(Object point labels)

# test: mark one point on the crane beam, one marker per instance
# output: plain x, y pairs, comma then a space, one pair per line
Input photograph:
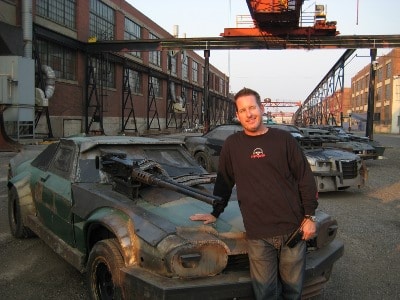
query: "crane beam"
247, 43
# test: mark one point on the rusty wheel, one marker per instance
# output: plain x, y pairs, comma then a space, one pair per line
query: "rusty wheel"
105, 261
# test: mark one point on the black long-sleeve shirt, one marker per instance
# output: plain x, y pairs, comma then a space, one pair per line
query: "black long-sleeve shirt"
274, 182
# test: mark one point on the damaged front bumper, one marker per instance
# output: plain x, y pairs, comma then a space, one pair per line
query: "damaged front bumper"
143, 284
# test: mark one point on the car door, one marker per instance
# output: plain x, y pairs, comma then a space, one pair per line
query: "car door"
53, 193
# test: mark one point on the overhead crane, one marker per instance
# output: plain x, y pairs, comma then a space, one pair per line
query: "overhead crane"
276, 26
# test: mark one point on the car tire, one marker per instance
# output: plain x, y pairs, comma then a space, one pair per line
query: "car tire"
15, 217
203, 160
103, 270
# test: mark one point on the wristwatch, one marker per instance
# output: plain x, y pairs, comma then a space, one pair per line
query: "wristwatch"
312, 218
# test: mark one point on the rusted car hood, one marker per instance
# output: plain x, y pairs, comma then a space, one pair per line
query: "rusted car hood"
329, 153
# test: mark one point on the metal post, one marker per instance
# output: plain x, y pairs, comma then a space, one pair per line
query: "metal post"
206, 91
371, 96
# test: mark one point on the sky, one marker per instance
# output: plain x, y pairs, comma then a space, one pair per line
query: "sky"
281, 75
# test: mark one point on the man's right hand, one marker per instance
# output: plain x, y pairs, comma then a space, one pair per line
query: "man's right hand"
207, 218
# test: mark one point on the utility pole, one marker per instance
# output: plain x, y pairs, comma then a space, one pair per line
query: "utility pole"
371, 96
206, 91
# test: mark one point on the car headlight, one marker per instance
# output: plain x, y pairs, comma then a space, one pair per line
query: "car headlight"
324, 165
205, 258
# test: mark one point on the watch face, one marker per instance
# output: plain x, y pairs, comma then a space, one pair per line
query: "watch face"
312, 218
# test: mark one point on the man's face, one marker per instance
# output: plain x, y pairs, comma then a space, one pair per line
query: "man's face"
249, 114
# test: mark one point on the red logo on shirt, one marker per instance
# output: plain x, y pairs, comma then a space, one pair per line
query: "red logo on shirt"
257, 153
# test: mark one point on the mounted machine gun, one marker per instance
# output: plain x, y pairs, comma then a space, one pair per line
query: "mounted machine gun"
129, 175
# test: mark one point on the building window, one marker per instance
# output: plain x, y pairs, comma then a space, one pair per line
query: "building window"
379, 75
104, 72
133, 31
172, 62
195, 71
101, 21
221, 86
185, 65
62, 60
156, 84
154, 56
388, 91
135, 81
379, 94
59, 11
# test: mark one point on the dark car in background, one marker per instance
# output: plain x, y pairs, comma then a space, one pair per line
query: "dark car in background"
334, 169
338, 138
117, 208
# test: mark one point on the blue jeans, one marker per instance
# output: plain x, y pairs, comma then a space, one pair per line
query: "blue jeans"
277, 271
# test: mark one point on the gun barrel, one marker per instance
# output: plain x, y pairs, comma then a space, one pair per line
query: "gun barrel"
150, 179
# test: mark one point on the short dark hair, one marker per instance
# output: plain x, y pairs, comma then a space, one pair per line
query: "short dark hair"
247, 92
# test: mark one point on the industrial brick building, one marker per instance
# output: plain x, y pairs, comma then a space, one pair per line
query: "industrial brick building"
129, 92
386, 95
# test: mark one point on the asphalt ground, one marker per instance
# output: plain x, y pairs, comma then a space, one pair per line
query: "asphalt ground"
369, 226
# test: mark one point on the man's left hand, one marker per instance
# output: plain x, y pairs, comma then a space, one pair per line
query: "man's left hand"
309, 229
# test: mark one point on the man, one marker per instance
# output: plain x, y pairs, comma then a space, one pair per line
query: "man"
276, 193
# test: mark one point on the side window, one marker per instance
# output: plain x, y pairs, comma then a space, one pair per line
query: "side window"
62, 164
43, 160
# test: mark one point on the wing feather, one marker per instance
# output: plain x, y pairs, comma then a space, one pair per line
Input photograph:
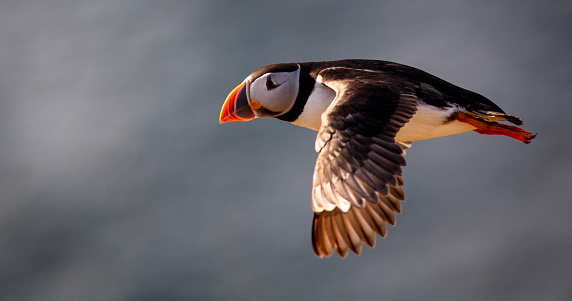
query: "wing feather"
357, 179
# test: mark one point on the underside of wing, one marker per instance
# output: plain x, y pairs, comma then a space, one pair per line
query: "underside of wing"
357, 179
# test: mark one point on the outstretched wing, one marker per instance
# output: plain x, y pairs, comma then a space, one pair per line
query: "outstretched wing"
357, 179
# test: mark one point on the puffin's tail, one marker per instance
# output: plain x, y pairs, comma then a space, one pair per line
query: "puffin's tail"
486, 122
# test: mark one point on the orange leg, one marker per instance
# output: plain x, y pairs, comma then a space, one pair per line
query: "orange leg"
494, 128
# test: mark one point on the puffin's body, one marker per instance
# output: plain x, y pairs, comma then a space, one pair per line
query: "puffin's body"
366, 113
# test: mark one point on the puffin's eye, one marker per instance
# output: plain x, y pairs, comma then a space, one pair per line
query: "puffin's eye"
270, 84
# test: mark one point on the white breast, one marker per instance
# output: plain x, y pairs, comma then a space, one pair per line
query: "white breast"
431, 122
318, 101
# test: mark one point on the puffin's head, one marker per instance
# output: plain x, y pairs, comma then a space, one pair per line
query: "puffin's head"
268, 92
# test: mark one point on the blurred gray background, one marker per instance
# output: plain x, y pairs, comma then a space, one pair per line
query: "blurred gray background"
118, 183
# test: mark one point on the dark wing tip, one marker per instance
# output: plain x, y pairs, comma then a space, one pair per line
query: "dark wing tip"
343, 231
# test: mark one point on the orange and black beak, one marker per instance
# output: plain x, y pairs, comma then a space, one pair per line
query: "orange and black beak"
236, 106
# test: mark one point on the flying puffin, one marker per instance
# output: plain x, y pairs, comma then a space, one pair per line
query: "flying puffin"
367, 113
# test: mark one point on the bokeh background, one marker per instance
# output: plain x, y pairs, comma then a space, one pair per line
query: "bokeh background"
118, 183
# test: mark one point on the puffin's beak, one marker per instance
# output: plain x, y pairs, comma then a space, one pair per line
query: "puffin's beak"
236, 106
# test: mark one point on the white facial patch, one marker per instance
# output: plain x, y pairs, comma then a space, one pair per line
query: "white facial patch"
276, 92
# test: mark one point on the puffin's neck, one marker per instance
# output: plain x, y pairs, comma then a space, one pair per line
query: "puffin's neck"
318, 101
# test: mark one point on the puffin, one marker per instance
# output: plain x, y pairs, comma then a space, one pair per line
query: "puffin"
367, 113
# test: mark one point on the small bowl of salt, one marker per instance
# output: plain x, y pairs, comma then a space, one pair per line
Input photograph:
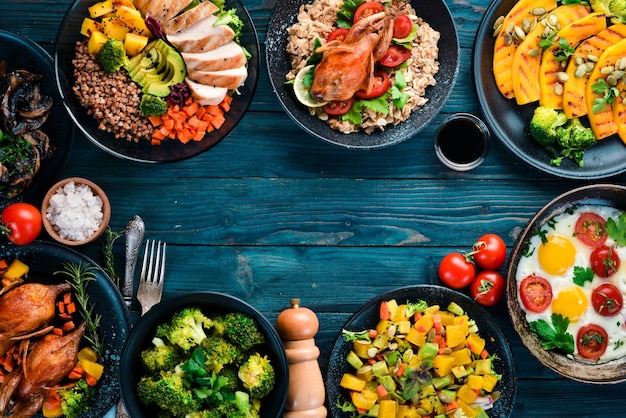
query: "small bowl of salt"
75, 211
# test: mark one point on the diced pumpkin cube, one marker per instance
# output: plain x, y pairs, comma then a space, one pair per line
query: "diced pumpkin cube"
134, 44
443, 364
351, 382
100, 9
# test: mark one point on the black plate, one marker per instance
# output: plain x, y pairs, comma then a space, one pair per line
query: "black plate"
509, 122
168, 151
434, 12
368, 315
45, 258
22, 53
611, 195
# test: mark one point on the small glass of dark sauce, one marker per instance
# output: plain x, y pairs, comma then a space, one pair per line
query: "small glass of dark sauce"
462, 141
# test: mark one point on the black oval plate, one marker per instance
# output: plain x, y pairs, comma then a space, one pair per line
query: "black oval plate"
168, 151
434, 12
509, 122
45, 258
22, 53
368, 315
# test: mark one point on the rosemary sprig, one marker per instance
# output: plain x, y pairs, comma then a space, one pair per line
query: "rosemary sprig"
78, 277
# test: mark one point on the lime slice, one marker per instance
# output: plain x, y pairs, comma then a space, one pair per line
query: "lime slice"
302, 91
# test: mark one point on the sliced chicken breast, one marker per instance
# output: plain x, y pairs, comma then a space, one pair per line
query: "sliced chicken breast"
230, 79
202, 36
191, 16
206, 95
225, 57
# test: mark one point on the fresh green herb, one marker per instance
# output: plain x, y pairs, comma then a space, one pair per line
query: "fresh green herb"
582, 275
617, 231
555, 336
78, 277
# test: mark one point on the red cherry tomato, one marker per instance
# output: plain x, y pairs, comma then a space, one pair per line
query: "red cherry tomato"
338, 108
591, 341
536, 293
395, 56
21, 223
591, 229
456, 271
402, 26
487, 287
607, 299
604, 261
490, 252
338, 34
367, 9
381, 85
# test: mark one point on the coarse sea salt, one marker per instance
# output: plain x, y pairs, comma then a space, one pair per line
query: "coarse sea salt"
75, 212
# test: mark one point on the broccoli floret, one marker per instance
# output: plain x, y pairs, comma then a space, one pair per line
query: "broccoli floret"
152, 105
218, 352
159, 357
186, 329
112, 55
257, 375
544, 124
78, 399
242, 330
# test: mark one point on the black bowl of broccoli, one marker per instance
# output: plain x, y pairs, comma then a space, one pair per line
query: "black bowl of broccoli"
204, 354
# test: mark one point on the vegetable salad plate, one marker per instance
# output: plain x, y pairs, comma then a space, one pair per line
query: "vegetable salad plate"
368, 316
45, 258
22, 53
435, 13
509, 122
143, 150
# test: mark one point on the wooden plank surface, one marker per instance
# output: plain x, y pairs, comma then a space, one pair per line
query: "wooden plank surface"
271, 213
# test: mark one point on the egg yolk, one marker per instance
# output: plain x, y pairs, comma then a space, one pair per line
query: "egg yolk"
556, 255
571, 302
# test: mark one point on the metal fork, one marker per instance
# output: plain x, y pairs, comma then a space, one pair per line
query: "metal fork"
152, 271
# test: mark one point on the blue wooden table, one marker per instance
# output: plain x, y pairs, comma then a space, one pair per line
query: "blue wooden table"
271, 213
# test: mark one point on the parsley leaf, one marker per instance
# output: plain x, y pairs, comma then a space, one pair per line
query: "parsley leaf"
555, 336
617, 231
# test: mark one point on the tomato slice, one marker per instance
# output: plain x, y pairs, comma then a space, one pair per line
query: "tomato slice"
591, 341
607, 299
604, 261
536, 293
395, 56
337, 108
338, 34
367, 9
590, 229
402, 26
381, 85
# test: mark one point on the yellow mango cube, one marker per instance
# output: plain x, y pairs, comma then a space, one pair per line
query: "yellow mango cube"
134, 44
100, 9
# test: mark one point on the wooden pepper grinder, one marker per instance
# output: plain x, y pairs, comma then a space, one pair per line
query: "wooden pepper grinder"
305, 397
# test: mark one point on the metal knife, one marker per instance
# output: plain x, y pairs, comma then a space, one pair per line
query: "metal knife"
134, 238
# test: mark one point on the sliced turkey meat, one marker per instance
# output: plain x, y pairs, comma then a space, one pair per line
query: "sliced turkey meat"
230, 79
206, 95
227, 56
202, 36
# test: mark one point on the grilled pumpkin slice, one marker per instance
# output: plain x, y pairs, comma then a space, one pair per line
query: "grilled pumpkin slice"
574, 103
576, 25
503, 51
526, 65
601, 121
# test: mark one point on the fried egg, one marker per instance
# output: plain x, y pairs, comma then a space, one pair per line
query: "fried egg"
554, 253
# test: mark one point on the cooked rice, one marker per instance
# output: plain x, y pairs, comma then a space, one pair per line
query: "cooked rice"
316, 20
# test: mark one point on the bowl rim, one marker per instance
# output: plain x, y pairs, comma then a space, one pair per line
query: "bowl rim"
106, 210
610, 372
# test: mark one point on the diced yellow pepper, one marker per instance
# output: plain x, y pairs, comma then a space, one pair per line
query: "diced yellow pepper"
351, 382
100, 9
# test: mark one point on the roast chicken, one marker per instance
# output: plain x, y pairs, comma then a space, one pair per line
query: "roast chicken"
348, 66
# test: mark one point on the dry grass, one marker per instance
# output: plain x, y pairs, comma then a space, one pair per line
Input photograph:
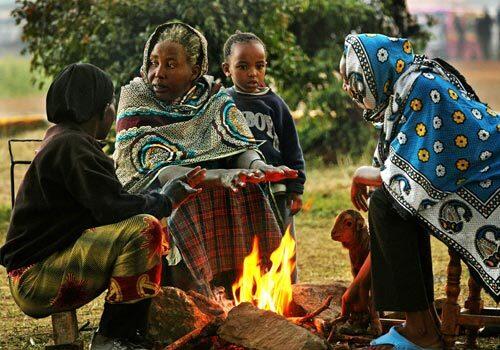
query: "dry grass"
320, 260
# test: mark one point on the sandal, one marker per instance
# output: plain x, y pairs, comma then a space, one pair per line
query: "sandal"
396, 340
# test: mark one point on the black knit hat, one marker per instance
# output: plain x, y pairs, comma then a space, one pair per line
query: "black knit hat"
79, 92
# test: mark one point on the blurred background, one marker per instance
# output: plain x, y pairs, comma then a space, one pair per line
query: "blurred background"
304, 39
303, 60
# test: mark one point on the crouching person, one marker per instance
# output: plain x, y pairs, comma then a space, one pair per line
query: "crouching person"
74, 230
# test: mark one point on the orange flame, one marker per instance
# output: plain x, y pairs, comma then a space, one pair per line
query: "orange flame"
273, 289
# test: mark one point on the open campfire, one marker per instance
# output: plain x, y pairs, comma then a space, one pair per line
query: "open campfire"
267, 311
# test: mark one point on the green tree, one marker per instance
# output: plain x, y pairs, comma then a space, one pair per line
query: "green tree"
304, 40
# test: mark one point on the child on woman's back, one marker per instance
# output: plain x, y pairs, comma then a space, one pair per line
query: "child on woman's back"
268, 117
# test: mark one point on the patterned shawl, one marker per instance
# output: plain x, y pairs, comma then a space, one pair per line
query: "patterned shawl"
152, 134
438, 151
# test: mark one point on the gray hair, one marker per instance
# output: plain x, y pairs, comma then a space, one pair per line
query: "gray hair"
181, 35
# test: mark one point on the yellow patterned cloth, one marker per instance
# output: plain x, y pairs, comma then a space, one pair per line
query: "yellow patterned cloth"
124, 258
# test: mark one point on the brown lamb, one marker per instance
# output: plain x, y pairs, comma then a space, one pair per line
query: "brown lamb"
351, 230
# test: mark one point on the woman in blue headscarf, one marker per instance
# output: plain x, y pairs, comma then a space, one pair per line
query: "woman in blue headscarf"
438, 172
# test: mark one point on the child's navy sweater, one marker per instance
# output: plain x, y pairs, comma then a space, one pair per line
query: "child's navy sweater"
270, 120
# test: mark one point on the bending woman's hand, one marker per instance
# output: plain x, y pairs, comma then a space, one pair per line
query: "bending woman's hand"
356, 297
364, 177
182, 188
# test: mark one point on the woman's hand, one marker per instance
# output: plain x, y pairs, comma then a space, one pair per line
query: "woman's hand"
364, 177
233, 179
182, 188
276, 174
355, 299
295, 202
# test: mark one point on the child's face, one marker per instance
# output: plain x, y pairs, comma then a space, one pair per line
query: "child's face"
246, 66
169, 71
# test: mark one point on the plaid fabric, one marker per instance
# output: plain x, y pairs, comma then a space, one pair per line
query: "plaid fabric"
124, 257
214, 231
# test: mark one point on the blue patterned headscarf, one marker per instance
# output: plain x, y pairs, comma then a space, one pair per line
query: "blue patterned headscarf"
375, 63
438, 151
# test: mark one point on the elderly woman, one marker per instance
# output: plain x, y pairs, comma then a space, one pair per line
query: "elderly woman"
173, 118
438, 171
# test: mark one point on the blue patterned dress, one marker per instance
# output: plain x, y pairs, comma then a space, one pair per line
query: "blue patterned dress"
438, 151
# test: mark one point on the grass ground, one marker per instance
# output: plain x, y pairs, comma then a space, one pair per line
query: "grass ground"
320, 260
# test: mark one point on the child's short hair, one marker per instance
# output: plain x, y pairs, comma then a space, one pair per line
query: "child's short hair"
238, 38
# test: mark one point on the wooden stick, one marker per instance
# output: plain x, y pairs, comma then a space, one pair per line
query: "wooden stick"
353, 339
206, 304
323, 307
206, 331
334, 327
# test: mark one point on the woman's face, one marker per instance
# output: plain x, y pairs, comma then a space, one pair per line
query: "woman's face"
345, 84
169, 71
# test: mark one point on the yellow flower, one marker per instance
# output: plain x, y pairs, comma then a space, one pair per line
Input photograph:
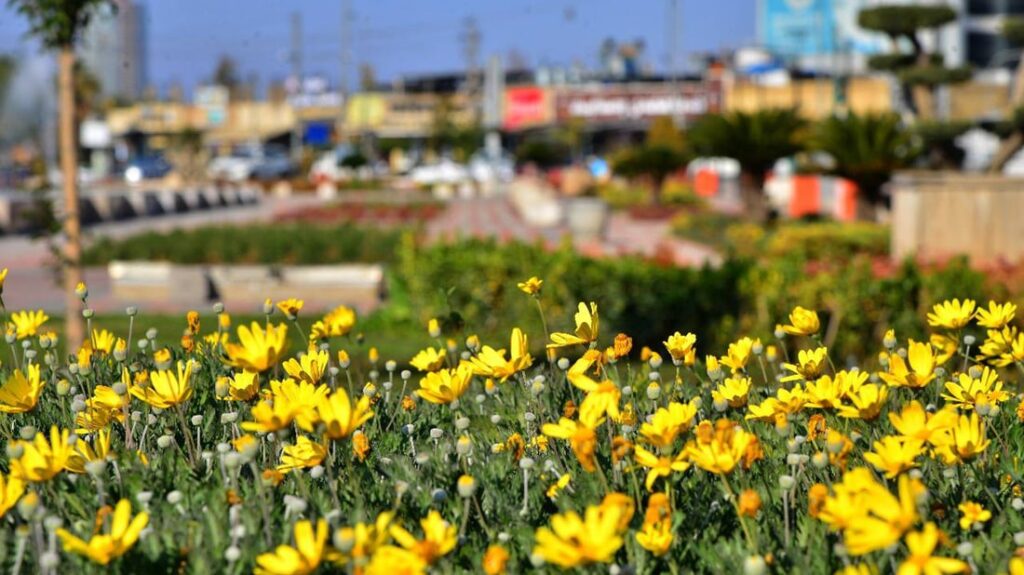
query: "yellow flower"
531, 286
300, 560
810, 364
395, 561
338, 416
27, 323
310, 367
586, 332
972, 514
240, 387
291, 307
668, 423
996, 316
429, 359
303, 454
921, 562
166, 389
682, 348
720, 453
951, 314
922, 369
495, 560
99, 450
581, 434
102, 341
877, 519
336, 323
257, 350
659, 467
803, 322
968, 392
104, 547
557, 487
825, 393
738, 354
962, 442
573, 541
655, 537
11, 489
42, 459
363, 540
492, 363
445, 386
894, 455
20, 392
732, 392
914, 422
291, 400
439, 538
865, 403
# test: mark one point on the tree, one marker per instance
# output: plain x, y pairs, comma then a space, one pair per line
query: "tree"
1013, 31
58, 26
655, 162
755, 139
663, 153
865, 149
226, 75
919, 72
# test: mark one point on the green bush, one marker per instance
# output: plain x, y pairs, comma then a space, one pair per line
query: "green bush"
280, 244
473, 282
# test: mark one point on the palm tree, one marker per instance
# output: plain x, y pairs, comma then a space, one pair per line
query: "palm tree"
756, 139
58, 26
866, 149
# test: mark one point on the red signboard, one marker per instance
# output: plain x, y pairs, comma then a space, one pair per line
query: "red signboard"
525, 106
637, 102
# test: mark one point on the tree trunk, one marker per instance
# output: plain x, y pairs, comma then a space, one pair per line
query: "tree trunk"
1008, 148
74, 328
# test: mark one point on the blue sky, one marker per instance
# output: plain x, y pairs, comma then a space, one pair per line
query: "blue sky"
411, 36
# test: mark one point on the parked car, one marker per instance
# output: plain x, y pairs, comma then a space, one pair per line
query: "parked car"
239, 165
146, 168
274, 166
330, 167
444, 172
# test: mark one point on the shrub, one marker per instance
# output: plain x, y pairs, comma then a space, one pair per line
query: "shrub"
288, 244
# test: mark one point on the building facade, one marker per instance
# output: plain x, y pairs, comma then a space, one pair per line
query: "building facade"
114, 49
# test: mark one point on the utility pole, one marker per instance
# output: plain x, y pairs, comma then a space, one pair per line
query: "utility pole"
297, 76
470, 38
346, 47
674, 56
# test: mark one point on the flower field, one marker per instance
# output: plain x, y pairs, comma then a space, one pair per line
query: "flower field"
292, 445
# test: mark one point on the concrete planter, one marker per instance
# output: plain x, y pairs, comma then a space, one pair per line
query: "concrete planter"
587, 217
936, 215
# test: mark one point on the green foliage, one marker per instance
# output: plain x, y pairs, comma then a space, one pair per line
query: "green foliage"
1013, 30
904, 19
757, 139
898, 60
652, 161
57, 24
477, 280
932, 76
664, 133
865, 148
544, 152
293, 244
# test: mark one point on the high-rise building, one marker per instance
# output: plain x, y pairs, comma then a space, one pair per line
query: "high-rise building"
982, 32
114, 49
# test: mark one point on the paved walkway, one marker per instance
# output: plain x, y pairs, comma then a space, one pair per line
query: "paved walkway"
496, 217
33, 281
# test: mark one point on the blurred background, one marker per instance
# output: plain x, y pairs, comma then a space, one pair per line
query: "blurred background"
413, 160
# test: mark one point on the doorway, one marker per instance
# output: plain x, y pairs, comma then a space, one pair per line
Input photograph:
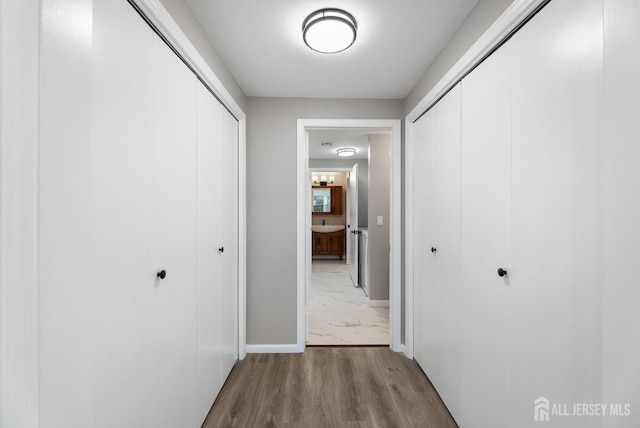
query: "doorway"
304, 258
339, 301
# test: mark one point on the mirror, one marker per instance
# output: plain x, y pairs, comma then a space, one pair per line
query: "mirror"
326, 200
322, 200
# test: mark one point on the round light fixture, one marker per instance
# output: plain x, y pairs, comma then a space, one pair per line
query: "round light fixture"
347, 151
329, 30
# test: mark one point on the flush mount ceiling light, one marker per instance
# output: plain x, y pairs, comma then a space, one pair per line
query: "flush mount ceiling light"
329, 30
347, 151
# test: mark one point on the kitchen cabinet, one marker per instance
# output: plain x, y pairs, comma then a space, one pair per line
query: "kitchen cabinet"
328, 243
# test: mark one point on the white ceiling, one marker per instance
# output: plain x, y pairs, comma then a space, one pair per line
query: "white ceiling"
261, 43
339, 138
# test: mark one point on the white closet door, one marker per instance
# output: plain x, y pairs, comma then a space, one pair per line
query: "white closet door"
228, 226
437, 274
556, 198
123, 283
210, 321
486, 242
423, 224
445, 286
174, 239
621, 298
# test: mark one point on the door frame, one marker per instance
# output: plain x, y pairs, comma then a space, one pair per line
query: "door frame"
303, 226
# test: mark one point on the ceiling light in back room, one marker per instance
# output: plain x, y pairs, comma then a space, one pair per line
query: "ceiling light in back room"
329, 30
347, 151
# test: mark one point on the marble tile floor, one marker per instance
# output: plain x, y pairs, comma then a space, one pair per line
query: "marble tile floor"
339, 313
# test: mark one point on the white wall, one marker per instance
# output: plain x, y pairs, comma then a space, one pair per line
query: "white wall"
19, 56
188, 23
271, 222
379, 181
478, 21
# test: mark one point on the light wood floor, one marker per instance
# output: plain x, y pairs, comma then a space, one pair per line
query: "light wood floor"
329, 387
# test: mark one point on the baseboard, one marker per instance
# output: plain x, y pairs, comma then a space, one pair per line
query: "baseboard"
272, 349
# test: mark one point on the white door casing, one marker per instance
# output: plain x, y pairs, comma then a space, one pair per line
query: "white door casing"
304, 227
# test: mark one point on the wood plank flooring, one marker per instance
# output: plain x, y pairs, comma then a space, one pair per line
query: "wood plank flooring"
329, 387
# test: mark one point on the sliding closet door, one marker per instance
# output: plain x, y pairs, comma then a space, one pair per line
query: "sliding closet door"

[Written request] Reproduce exactly, with nothing added, the lines from the one that contains "# test: mark one point on the light" to the end of the data.

[Finished answer]
# test: mark one point on the light wood floor, one marker per instance
# output: plain x, y pairs, comma then a space, one pair per line
query: "light wood floor"
329, 387
# test: mark one point on the baseboard, one marker per instance
# output: plain x, y pairs, comma then a space, one pair per line
query: "baseboard"
272, 349
# test: mark one point on the white door casing, one marker per instance
# output: plain x, y pairs, comma then a space, one pair per line
query: "white door casing"
304, 227
# test: mark one point on the wood plank flooring, one marker per instance
# output: plain x, y pairs, comma then a space, one pair per line
query: "wood plank flooring"
329, 387
# test: mark one point on the sliding closet door, one marker per instance
# output: plain x, y pairs, comma then a space, one pair per line
query: "sliding closet door"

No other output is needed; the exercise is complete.